◆ AVAILABLE RECORDS ◆
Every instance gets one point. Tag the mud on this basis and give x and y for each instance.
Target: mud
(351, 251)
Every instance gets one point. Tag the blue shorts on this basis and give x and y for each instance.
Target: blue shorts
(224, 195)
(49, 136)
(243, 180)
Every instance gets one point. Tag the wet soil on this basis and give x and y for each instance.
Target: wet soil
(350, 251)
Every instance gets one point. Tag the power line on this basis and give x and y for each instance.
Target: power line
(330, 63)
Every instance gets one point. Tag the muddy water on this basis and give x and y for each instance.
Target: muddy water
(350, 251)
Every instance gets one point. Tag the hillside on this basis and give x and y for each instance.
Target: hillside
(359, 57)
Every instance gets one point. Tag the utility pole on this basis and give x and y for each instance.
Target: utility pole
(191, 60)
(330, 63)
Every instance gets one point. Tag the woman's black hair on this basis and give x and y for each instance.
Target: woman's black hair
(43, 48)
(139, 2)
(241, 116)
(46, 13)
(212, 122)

...

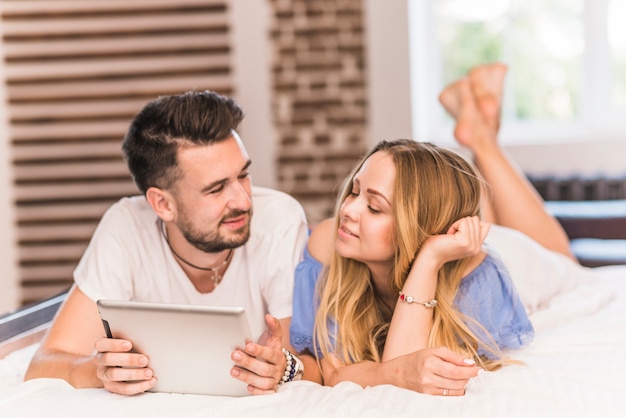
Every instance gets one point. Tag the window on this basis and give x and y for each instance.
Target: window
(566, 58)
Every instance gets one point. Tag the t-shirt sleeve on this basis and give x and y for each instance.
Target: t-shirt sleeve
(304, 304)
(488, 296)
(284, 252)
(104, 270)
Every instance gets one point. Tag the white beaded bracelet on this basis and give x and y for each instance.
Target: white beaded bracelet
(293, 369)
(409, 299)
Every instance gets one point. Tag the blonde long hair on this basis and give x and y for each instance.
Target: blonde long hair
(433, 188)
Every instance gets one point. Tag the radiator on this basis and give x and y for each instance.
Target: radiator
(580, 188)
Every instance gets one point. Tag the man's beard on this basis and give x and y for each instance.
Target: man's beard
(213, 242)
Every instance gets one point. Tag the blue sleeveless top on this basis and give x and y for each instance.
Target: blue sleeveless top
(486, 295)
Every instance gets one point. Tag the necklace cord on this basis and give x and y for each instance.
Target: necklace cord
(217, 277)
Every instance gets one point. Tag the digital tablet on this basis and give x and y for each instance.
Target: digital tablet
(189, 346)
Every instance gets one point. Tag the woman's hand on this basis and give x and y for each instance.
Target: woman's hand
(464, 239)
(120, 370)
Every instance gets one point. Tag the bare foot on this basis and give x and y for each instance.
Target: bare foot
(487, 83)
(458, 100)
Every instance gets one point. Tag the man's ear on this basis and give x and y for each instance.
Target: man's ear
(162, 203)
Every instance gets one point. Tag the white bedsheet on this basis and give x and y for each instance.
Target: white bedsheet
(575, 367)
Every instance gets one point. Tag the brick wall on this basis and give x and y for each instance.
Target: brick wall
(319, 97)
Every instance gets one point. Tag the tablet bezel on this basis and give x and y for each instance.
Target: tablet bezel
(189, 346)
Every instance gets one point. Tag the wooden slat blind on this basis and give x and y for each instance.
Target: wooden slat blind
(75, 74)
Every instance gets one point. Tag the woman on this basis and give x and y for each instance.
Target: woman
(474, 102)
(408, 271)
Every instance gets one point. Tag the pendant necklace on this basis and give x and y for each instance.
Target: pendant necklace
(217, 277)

==

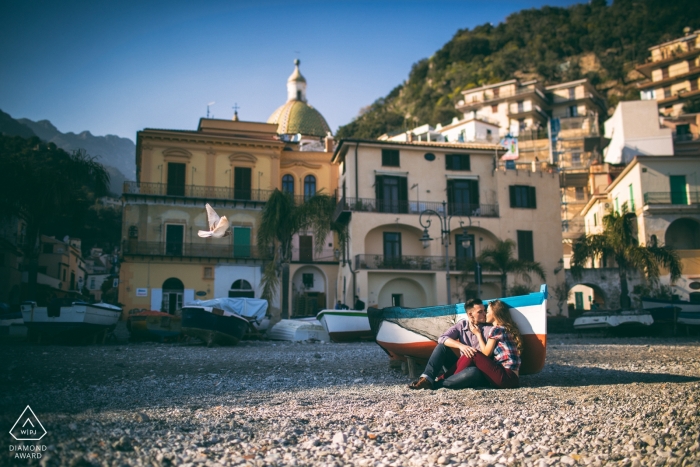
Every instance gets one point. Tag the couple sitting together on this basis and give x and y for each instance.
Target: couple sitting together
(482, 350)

◆ TASK TO COMPLETE ◆
Working from the records above, write out verbatim only the lines from the line containing "Target: digital tablet" through the line containing "Every instance gets one point. Tag the pendant".

◆ ANSWER TO THIS TASK ◆
Target: digital tablet
(189, 346)
Every instance gets one point. Tag the woman's hand on this basis and give x and y for each instance.
Target: woman's hand
(464, 239)
(120, 370)
Every instance gets one point. Tag the bare foot on this basis and give x and y for each instance.
Target: bare foot
(487, 83)
(458, 100)
Every instance gets one point. Tag the man's ear on this basis and give x and y for each instance.
Target: man's ear
(162, 203)
Every instance gets one point. Tag the white bedsheet on this basis and give x and y for each instance.
Target: white bedsheet
(575, 367)
Every instance gets one point. Tag the brick wall on this basis and give x and y for each instance.
Target: brick wall
(319, 97)
Every instance gets one point. Tag the tablet bezel on this basis and give x and y for each instance.
Target: tablet bezel
(189, 346)
Every instance gets one point. Tag the wooden slat blind on this basis and give x and y for each instance.
Target: wooden slat blind
(75, 74)
Every instance gets one point. Tag the woman on this basis and give x and y for each instance.
Target: woman
(474, 102)
(408, 271)
Every instance gets one point. Tag the pendant necklace on this basis and give x and y for each instance.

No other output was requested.